## Supplied data
Content starts
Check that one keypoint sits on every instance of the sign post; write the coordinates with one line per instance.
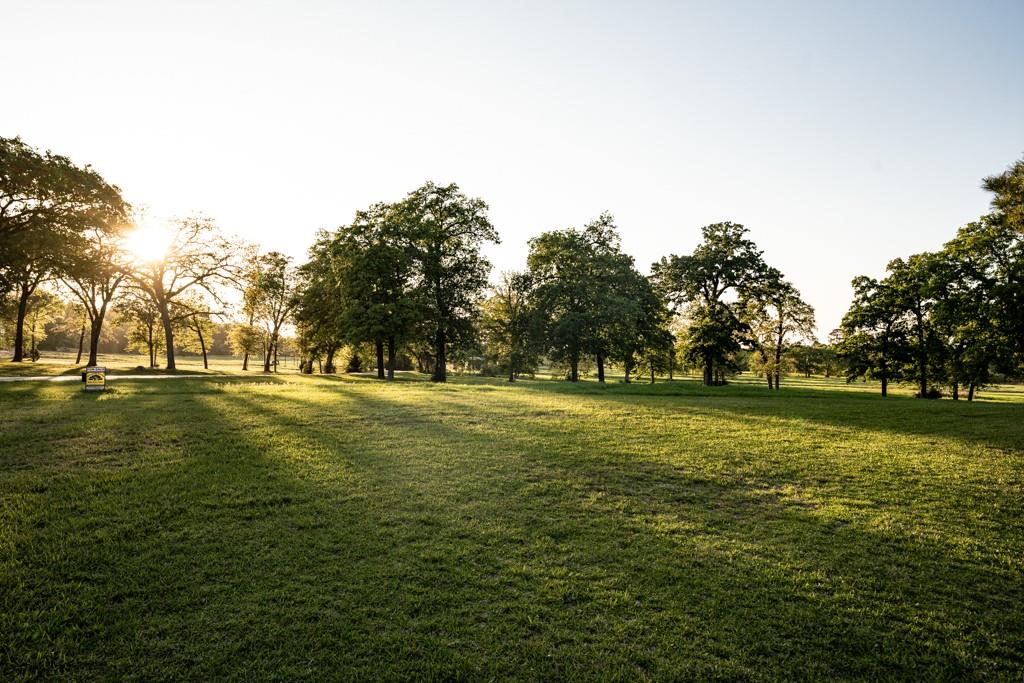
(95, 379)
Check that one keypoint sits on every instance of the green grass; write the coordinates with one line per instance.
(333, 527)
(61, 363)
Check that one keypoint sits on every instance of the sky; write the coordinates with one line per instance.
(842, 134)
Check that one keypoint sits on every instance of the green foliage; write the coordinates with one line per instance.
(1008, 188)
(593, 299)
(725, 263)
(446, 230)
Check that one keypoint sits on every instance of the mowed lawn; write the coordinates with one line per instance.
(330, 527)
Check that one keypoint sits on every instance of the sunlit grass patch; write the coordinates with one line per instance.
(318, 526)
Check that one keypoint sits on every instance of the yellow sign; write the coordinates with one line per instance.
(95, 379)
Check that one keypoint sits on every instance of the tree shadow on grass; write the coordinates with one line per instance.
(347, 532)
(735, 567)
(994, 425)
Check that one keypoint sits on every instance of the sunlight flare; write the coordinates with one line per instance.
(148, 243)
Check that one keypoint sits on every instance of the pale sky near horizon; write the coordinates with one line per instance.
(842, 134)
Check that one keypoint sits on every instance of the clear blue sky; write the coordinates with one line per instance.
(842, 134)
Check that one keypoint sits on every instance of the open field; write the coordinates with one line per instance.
Content ends
Content starts
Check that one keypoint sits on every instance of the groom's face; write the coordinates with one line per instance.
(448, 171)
Content ends
Content starts
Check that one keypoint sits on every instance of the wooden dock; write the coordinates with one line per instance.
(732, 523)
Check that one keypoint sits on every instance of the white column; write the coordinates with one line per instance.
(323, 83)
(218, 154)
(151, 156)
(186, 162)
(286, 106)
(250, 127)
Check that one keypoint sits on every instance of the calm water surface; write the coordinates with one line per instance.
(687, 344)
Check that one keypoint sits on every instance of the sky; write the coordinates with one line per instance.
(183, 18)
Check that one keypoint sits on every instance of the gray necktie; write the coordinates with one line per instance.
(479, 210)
Content ends
## Exercise aim
Could you return exactly the lines above from the line with "Check that one keypoint sits on every instance of the mowed" to the line with "Check that one keypoint sits on every instance of the open", both included, and nothing else?

## Problem solution
Check that one keypoint sits on every instance of the mowed lawn; write the coordinates with one line per instance.
(330, 527)
Check that one keypoint sits on every instance of the sunlit grass patch; write the coordinates with one line per instance.
(318, 526)
Check that one keypoint sits on every instance of the yellow sign; write the coordinates with one line per instance.
(95, 379)
Check that one keypoint sits on every instance of the tree shadow on grass; write the coordinates with one line per instance.
(347, 532)
(735, 567)
(994, 425)
Check that one keypoint sits on every instance of the sunlight flare; write the coordinates with one line per instance.
(148, 243)
Check that one keypoint sits on every instance of the pale sky near horizon; write the coordinates with one line per instance.
(842, 134)
Check that one keypoint sits on every instance of the clear blue sky; write the coordinates with one line per instance.
(842, 134)
Check that one keypoint sits on every instance of the open field; write the coordinates with one line per instance.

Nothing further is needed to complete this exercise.